(ABOUT THIS TASK):
Among the lines of the data, copy those that hold "distant".

(EXERCISE INPUTS):
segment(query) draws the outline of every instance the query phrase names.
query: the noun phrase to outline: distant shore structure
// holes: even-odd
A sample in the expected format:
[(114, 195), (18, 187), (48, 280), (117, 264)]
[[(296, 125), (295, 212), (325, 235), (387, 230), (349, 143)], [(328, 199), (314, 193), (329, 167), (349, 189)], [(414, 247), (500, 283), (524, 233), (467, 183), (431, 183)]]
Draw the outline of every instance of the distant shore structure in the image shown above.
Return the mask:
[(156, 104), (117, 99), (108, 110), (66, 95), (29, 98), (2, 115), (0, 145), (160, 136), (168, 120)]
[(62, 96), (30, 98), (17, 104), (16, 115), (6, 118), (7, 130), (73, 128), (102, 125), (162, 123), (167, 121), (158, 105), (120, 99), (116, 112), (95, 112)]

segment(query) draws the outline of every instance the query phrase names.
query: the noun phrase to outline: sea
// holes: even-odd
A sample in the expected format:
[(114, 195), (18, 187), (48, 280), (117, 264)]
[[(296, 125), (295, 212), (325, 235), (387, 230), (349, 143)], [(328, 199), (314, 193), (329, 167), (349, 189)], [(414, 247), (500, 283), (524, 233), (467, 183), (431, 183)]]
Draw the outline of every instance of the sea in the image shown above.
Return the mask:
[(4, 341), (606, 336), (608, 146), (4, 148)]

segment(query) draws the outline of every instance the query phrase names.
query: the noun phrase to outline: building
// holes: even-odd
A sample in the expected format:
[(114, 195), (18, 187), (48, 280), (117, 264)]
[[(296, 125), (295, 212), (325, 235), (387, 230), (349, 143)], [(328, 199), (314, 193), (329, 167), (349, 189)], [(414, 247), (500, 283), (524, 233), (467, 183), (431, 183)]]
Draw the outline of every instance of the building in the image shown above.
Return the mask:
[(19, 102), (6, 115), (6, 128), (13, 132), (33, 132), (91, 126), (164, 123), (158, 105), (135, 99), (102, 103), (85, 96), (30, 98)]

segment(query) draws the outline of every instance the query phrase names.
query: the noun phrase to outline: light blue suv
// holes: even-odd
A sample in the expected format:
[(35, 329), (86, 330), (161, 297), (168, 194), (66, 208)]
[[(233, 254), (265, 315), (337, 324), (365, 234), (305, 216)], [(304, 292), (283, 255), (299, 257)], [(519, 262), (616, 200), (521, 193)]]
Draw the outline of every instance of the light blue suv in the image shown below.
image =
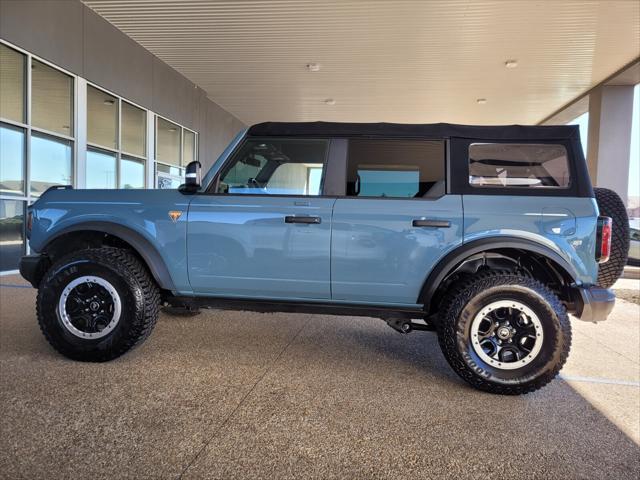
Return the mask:
[(141, 343), (163, 304), (363, 315), (436, 330), (462, 378), (519, 394), (564, 364), (567, 312), (613, 308), (603, 195), (612, 213), (573, 126), (263, 123), (178, 190), (48, 190), (20, 269), (76, 360)]

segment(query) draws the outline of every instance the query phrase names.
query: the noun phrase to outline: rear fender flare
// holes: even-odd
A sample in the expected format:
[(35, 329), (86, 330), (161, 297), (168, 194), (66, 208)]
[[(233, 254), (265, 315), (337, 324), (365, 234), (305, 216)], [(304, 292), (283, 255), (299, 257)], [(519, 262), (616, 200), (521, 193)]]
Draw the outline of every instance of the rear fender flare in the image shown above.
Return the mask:
[(427, 276), (427, 279), (422, 285), (420, 296), (418, 297), (418, 303), (425, 305), (425, 308), (428, 309), (431, 299), (433, 298), (433, 295), (435, 294), (442, 281), (447, 278), (447, 275), (449, 275), (449, 273), (451, 273), (457, 265), (462, 263), (467, 258), (477, 253), (504, 248), (514, 248), (543, 255), (550, 260), (553, 260), (560, 267), (562, 267), (576, 285), (579, 285), (581, 283), (579, 280), (577, 280), (578, 275), (575, 271), (575, 268), (560, 254), (554, 252), (551, 248), (545, 245), (532, 240), (518, 237), (502, 236), (497, 238), (481, 238), (461, 245), (460, 247), (445, 255), (436, 264), (436, 266), (433, 268), (433, 270), (431, 270), (431, 272)]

(WRITTEN REPLY):
query: the noun phrase to outline: distant shore structure
Draw the outline of every instance of the distant shore structure in the image shown above.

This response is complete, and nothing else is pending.